» Extracted records
* * * * * * *

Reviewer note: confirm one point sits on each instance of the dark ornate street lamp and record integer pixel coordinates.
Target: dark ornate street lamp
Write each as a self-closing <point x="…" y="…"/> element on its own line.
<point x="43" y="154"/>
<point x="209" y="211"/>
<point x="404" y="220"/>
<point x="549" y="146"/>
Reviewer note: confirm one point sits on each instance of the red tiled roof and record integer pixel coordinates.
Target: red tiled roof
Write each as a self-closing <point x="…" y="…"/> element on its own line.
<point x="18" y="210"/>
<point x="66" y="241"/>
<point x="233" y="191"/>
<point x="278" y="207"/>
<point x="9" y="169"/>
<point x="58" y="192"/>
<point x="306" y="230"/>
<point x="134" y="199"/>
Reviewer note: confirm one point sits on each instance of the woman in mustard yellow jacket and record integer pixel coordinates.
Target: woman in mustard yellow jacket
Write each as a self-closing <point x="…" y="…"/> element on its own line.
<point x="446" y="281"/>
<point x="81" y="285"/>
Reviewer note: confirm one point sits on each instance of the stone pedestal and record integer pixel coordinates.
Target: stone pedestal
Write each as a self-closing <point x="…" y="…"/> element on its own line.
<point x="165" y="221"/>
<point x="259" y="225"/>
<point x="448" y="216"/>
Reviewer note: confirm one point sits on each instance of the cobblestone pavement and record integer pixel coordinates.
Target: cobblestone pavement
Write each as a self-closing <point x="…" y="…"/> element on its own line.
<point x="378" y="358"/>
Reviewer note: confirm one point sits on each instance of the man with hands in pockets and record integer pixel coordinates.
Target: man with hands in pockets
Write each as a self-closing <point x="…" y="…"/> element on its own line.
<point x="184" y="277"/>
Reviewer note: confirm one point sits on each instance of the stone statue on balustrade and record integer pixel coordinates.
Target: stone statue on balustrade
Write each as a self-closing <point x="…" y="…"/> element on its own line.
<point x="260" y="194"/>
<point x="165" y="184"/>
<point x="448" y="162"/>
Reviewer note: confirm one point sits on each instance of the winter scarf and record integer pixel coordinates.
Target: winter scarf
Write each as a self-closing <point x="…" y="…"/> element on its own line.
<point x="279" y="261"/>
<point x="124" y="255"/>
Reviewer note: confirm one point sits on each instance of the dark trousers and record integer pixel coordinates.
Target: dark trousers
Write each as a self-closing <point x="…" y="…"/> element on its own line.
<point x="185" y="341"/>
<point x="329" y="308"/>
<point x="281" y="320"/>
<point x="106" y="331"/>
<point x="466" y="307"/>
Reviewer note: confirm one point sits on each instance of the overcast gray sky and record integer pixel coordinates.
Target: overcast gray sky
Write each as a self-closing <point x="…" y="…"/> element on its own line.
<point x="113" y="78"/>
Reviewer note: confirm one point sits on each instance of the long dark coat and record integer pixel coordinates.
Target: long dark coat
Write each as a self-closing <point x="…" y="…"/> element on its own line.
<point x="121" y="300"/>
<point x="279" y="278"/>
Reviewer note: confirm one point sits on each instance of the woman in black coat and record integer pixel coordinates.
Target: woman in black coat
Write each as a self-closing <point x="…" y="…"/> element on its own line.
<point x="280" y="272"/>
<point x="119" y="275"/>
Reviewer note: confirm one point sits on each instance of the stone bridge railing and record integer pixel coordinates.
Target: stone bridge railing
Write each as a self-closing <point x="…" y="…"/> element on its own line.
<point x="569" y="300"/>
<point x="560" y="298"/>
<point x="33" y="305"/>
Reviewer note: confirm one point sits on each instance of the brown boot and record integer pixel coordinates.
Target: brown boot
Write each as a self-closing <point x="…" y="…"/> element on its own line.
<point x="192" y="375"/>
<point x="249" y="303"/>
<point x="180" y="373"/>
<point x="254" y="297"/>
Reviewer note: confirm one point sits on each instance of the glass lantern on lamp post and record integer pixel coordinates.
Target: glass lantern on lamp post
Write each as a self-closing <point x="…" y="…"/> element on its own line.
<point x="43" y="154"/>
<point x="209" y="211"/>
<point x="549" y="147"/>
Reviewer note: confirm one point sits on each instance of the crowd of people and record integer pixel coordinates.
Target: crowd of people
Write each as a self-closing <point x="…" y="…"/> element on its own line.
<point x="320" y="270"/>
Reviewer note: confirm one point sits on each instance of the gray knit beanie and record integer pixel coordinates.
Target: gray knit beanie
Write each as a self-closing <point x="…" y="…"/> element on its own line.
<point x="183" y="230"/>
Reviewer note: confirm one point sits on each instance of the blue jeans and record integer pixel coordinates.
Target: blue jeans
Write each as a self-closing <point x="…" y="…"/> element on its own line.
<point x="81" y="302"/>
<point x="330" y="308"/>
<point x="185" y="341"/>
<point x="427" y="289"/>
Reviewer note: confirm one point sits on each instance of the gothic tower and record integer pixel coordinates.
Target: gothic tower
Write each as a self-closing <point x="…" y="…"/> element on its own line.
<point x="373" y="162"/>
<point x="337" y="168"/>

* * * * * * *

» What the task requires
Present each line from the listing that holds the string "with".

» Result of the exercise
Reviewer note: confirm one point sits on each instance of the man with hands in pockets and record integer pixel coordinates.
Target: man with hands in pockets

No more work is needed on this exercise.